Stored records
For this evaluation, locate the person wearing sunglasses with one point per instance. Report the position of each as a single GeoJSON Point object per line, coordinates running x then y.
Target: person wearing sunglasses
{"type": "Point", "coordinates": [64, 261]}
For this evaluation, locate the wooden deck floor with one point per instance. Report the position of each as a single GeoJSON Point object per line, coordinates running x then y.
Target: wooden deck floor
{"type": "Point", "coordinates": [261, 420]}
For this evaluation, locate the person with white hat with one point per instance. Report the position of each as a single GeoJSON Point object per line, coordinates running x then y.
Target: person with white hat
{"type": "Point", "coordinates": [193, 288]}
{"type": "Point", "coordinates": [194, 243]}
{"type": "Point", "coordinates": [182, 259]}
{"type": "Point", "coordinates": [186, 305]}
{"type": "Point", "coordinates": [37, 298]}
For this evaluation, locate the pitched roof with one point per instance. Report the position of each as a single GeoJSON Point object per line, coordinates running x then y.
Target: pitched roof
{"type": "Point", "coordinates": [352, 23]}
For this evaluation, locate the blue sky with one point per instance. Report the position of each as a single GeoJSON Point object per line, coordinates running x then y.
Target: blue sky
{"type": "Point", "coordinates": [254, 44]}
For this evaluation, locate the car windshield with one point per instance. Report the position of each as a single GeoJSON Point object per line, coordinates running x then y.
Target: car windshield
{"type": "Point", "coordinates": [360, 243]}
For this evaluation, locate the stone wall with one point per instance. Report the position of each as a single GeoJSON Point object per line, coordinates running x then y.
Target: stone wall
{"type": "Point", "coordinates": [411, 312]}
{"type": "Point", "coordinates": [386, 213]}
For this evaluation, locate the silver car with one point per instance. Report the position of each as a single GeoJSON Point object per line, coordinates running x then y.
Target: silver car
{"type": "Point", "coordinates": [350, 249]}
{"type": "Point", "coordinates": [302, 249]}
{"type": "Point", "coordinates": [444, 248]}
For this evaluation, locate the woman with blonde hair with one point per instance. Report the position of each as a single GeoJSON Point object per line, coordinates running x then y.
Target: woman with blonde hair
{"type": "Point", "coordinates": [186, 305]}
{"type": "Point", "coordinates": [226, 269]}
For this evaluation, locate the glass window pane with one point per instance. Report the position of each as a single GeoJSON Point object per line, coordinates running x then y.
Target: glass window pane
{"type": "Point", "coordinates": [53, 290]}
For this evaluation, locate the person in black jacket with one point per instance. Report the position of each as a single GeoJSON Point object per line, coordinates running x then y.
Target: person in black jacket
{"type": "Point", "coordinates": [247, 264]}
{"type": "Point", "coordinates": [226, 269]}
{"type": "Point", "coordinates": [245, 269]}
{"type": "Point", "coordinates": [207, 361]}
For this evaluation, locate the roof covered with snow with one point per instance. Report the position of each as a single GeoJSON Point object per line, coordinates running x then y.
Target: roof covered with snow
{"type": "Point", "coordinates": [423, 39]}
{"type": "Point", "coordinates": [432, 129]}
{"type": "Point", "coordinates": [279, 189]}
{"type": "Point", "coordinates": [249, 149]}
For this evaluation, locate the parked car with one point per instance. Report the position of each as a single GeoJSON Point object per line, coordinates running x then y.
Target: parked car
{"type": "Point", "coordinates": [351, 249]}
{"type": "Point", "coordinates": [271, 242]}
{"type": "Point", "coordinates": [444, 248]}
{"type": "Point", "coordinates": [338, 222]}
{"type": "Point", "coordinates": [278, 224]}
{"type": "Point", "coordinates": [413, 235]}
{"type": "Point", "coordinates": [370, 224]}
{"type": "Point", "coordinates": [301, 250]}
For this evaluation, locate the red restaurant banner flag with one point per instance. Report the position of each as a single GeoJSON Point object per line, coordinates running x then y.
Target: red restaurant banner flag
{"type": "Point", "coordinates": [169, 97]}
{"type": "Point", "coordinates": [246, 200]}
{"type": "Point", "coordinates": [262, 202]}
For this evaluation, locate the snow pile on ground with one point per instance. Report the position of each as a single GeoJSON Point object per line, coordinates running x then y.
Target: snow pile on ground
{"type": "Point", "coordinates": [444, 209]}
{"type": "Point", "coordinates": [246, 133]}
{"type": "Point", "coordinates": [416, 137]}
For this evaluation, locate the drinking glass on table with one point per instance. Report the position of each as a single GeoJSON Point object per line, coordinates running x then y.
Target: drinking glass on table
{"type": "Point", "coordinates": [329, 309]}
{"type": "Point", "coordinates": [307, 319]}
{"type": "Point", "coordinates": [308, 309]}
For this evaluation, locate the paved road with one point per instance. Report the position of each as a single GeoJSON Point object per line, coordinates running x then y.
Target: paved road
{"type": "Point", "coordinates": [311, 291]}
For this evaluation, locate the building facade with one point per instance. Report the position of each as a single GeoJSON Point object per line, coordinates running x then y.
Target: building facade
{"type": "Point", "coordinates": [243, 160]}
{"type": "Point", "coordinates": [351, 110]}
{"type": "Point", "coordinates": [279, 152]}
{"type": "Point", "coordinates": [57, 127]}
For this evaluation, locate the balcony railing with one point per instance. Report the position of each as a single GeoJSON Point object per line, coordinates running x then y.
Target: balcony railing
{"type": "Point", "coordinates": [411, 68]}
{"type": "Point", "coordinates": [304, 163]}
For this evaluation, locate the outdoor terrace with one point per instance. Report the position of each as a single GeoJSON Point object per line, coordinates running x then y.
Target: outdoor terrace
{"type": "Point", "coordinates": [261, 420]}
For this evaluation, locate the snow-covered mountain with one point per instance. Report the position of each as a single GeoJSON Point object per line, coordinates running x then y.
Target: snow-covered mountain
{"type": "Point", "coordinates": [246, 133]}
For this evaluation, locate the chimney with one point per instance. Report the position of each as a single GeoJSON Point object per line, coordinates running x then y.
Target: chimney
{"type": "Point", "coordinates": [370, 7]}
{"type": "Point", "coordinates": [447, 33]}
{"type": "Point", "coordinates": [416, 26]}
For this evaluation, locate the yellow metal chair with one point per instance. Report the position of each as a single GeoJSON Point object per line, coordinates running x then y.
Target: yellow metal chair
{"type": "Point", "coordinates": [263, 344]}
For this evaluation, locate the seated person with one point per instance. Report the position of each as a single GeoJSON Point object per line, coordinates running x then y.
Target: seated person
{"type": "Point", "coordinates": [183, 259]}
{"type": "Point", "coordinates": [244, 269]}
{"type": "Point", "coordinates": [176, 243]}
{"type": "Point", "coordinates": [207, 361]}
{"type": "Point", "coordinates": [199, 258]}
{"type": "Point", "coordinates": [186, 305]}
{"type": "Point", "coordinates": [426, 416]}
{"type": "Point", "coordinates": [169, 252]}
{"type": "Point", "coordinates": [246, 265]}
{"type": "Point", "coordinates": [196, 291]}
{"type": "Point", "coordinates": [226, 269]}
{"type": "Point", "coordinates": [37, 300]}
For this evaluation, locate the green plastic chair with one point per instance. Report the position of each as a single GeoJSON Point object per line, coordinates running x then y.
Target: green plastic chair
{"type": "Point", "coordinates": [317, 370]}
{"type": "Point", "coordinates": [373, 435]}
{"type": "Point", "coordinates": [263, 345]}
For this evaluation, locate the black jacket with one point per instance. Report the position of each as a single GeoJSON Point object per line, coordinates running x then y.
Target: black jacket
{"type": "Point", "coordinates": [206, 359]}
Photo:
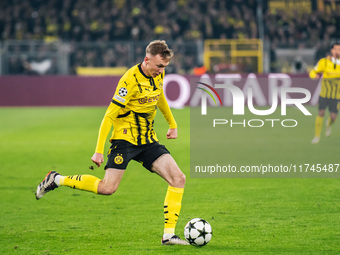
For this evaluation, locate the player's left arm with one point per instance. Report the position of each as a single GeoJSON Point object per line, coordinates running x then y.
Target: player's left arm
{"type": "Point", "coordinates": [165, 109]}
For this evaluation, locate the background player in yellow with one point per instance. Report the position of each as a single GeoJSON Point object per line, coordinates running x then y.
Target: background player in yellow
{"type": "Point", "coordinates": [329, 69]}
{"type": "Point", "coordinates": [131, 113]}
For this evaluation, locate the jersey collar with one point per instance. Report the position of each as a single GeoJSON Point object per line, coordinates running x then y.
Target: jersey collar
{"type": "Point", "coordinates": [141, 71]}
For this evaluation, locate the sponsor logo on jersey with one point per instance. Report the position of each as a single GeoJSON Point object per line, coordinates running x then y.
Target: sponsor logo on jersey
{"type": "Point", "coordinates": [145, 100]}
{"type": "Point", "coordinates": [122, 92]}
{"type": "Point", "coordinates": [119, 98]}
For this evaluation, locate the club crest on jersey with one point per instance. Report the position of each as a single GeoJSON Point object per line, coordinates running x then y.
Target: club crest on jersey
{"type": "Point", "coordinates": [119, 159]}
{"type": "Point", "coordinates": [122, 92]}
{"type": "Point", "coordinates": [120, 99]}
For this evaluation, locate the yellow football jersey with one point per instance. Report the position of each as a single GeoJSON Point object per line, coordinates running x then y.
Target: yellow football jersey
{"type": "Point", "coordinates": [330, 84]}
{"type": "Point", "coordinates": [133, 109]}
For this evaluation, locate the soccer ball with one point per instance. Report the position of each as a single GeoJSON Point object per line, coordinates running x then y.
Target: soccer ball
{"type": "Point", "coordinates": [198, 232]}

**Short exercise**
Reproduce the lines of the records above verbatim, from the line containing "For this evaluation, locate the yellow football" through the end of the records.

**Answer to the problem**
For this evaluation, locate the yellow football jersey with one point per instance. Report the position of each as a single GeoJSON Point object per line, coordinates running x then y.
Target: yellow football jersey
{"type": "Point", "coordinates": [330, 84]}
{"type": "Point", "coordinates": [133, 109]}
For this evaluation, locate the soccer ball with one point per instance. Report the position of each as a single GeoJSON Point object per line, coordinates running x then y.
Target: soccer ball
{"type": "Point", "coordinates": [198, 232]}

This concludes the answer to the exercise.